◆ Directions ◆
Return, from the listing below, every line that includes "combat".
*** Block opens ***
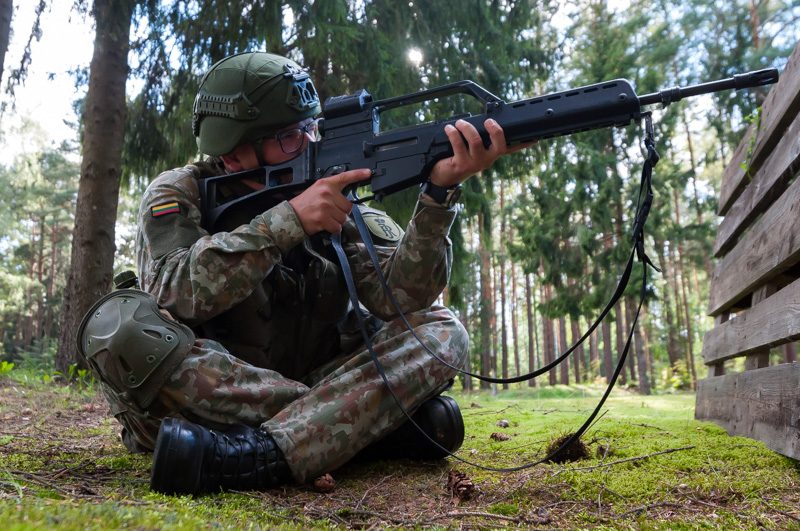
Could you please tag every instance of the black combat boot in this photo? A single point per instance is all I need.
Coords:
(440, 419)
(192, 459)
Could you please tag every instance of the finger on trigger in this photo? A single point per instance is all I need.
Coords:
(496, 134)
(456, 140)
(471, 134)
(350, 177)
(342, 204)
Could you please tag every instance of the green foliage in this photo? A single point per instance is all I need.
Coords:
(707, 480)
(5, 368)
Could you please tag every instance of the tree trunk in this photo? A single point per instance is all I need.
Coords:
(594, 358)
(562, 347)
(533, 340)
(502, 273)
(638, 347)
(577, 356)
(549, 339)
(608, 361)
(680, 274)
(93, 246)
(6, 12)
(463, 316)
(514, 323)
(619, 313)
(632, 359)
(486, 309)
(493, 321)
(673, 350)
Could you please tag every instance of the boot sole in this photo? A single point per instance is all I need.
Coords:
(177, 460)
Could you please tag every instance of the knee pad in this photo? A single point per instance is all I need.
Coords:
(131, 346)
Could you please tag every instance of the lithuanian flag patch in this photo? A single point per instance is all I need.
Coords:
(166, 208)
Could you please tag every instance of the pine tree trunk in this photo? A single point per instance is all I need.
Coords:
(503, 328)
(98, 189)
(486, 309)
(533, 362)
(673, 349)
(594, 358)
(562, 347)
(637, 352)
(577, 356)
(6, 12)
(502, 273)
(549, 340)
(632, 358)
(619, 313)
(608, 361)
(680, 273)
(51, 281)
(514, 323)
(493, 321)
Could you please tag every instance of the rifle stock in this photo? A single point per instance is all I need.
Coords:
(402, 157)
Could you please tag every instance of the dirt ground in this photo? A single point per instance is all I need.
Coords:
(62, 444)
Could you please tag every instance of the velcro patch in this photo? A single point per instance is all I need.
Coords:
(166, 208)
(382, 226)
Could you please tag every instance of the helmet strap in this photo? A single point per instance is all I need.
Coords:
(258, 147)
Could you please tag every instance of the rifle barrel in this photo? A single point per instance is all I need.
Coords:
(756, 78)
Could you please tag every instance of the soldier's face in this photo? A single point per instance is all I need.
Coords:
(277, 148)
(289, 141)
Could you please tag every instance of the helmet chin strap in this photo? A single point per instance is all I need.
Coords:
(258, 147)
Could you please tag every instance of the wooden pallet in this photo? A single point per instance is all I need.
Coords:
(755, 288)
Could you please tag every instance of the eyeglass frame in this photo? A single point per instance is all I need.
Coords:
(306, 129)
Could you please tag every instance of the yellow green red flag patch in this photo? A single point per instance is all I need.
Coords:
(166, 208)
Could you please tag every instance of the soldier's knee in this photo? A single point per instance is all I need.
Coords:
(453, 336)
(131, 346)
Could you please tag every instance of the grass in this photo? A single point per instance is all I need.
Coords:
(651, 466)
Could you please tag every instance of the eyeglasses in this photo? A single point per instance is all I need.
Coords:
(291, 140)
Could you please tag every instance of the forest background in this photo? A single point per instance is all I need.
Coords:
(541, 238)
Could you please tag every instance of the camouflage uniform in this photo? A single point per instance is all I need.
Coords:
(280, 348)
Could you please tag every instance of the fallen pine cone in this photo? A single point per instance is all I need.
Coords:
(460, 486)
(324, 483)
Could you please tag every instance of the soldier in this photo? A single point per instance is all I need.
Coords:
(239, 364)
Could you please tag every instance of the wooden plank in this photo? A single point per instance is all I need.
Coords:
(751, 151)
(762, 404)
(769, 323)
(769, 248)
(769, 182)
(760, 358)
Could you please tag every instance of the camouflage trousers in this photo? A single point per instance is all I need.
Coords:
(323, 422)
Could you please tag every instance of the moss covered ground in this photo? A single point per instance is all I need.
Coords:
(650, 466)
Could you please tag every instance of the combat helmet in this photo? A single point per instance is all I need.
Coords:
(248, 96)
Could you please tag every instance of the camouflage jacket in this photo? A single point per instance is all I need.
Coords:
(269, 293)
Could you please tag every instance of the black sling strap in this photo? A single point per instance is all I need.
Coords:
(644, 203)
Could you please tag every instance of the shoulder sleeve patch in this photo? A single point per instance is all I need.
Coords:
(382, 226)
(166, 208)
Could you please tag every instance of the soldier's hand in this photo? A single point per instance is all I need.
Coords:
(322, 207)
(469, 154)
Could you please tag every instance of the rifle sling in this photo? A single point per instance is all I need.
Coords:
(644, 202)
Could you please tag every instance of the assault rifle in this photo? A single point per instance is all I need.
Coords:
(400, 158)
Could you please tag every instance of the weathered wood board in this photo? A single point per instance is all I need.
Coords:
(771, 246)
(768, 183)
(763, 404)
(772, 322)
(776, 113)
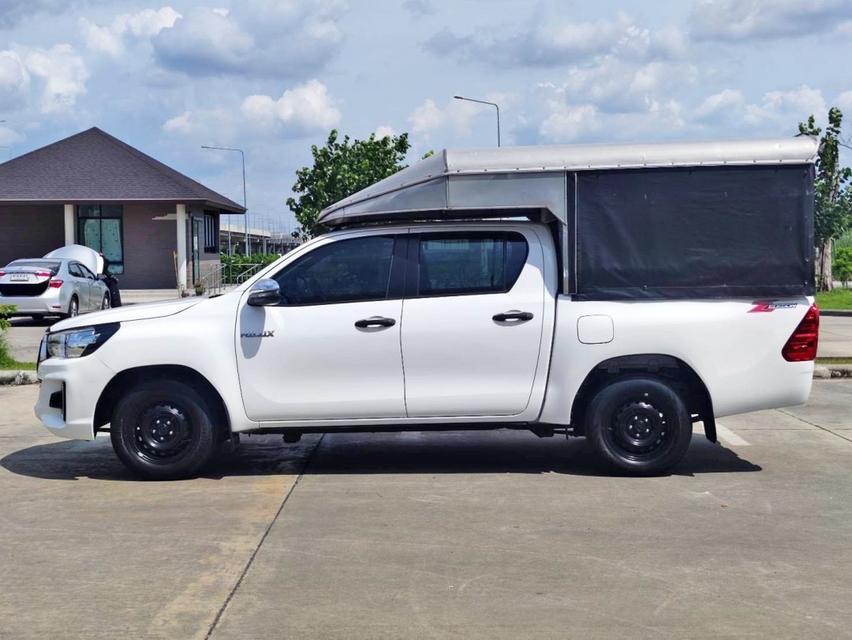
*** Block closes ***
◆ Response area ◆
Could you please tag every instance of the black combat boot in this photo? A single point per instance is all I need.
Could you please tag every instance of the combat helmet in this photo? A single point per instance is all I need.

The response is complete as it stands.